§ Exercise goal:
Output the material beneath exactly, leaving nothing out.

start Rows

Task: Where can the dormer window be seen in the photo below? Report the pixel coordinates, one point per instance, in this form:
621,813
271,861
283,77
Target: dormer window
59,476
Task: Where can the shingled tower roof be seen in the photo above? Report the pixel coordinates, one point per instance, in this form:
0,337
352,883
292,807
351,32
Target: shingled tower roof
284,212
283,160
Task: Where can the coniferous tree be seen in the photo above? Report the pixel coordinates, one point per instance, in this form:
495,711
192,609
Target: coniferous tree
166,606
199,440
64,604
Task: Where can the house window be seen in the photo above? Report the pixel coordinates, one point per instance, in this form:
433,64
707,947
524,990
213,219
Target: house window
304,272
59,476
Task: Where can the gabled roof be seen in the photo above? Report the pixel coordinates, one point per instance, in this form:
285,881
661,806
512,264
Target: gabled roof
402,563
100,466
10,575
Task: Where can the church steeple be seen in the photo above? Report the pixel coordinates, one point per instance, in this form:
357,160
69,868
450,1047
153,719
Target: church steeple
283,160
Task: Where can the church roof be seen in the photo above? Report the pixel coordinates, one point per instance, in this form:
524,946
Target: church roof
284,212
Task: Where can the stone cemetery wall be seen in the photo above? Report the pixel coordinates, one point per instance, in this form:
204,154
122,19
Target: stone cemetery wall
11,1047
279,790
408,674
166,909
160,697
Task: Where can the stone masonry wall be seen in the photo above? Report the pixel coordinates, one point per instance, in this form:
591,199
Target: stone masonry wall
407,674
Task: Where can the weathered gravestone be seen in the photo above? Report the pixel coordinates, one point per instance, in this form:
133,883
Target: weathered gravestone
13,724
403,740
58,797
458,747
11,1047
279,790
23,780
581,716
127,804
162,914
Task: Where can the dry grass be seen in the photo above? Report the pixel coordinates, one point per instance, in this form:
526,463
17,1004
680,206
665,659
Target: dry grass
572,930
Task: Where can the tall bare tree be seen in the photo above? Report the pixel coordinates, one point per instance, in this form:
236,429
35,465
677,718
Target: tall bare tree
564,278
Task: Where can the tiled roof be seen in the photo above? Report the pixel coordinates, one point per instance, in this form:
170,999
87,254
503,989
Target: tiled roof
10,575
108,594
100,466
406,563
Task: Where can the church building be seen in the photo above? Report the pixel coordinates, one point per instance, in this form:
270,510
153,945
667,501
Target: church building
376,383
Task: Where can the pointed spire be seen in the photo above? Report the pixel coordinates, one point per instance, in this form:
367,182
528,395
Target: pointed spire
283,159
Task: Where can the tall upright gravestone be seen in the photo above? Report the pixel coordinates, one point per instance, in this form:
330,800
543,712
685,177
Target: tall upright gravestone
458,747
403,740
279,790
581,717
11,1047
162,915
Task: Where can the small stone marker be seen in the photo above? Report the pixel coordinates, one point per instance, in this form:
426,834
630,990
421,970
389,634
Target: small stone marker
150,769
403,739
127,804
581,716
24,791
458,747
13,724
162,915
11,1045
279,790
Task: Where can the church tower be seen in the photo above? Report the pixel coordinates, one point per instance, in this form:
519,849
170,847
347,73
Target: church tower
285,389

end Rows

§ Output:
Task: Where can the dormer window be seen in the photo below? Report the pixel coordinates, one point per instance, in this form:
621,813
271,861
283,77
Target: dormer window
59,476
Task: Where can the shingled tower roof be seen in the photo above? Report the pixel coordinates, one point per instance, in this form:
0,337
352,883
292,807
351,32
Target: shingled tower roof
284,212
283,160
Task: Where can the coniferous tree be seen in the photo above? Report the pixel coordinates, one point per instance, in this form:
495,711
192,609
Target: coniferous tree
166,606
199,440
64,604
Task: Where can the house window be seen in the photo above? Report the pixel coordinates, one point per instance, in this form:
433,64
707,947
524,990
213,219
Target: house window
304,272
59,476
Task: Where can the gabled roof be seen in the photo above? Report the pixel coordinates, one point per instance, in this form:
285,881
661,806
512,264
Target: gabled roof
402,563
100,466
10,575
Task: Where can the church steeple be seen in the photo above? Report the pixel coordinates, one point per instance, in this form:
357,160
69,868
450,1047
153,719
Target: church steeple
283,160
Task: Where can the church roof be seen in the photo above? Report the pixel coordinates, one point per instance, in this form:
524,946
Target: church roof
284,212
Task: Where can the stone cemetery wall be seen in the photo above? Report the pixel coordinates, one point per instance, in this form:
204,154
122,19
Target: stone cemetery wall
11,1047
279,790
408,674
166,909
160,697
Task: Where can the stone masonry wall be seen in the photo above? Report the pixel coordinates, one point per instance, in this form:
591,199
Target: stone masonry wall
407,674
Task: Where can the weathered gravestone be seen in the photo above? Report the pixel coordinates, one point per instance, in this form:
133,883
Target: weathered gravestone
13,724
403,740
58,797
458,747
11,1047
279,790
23,780
581,716
127,804
162,914
Task: Where can the dry grass be seen in the photo above? Report the pixel coordinates, one point per instance, in this form:
526,463
17,1004
680,206
665,659
Target: dry grass
572,930
Task: Where can the tall bare tree be seen in the photo above? Report the pixel coordinates, one point per instance, in this form:
236,429
35,465
677,718
Target: tall bare tree
564,278
Task: Where can the tiled roof be seen in the photo above? Report the pixel coordinates, one point per instance, in this form:
170,999
87,254
503,989
Target: tiled roof
10,575
108,594
100,466
406,563
Task: Where can the church building be seen in the photo above? Report the pixel coordinates, one point per instance, in this form:
270,510
153,945
667,501
Target: church building
376,383
Task: Where can the pointed spire be seen in the photo above? Report the pixel coordinates, one point per instance, in this form:
367,182
528,395
Target: pointed spire
283,159
Task: Where can the tall upright gravestone be seen in the photo above? Report the pixel coordinates, one point per instance, in this form:
330,800
543,712
685,177
Target: tall upright gravestone
458,747
403,740
279,790
581,717
11,1047
162,915
Task: Where can the small stone marker be seen in the photo above? Report the pixel coordinates, one point per instance, in this form:
426,834
630,990
421,970
389,634
Target: small stone marker
150,769
403,739
127,804
581,716
24,791
458,747
13,724
162,915
11,1045
279,790
Task: Where can the church tower be seen in the photo above? Report the pixel coordinates, one point per instance, in this form:
519,849
170,847
347,73
Target: church tower
285,389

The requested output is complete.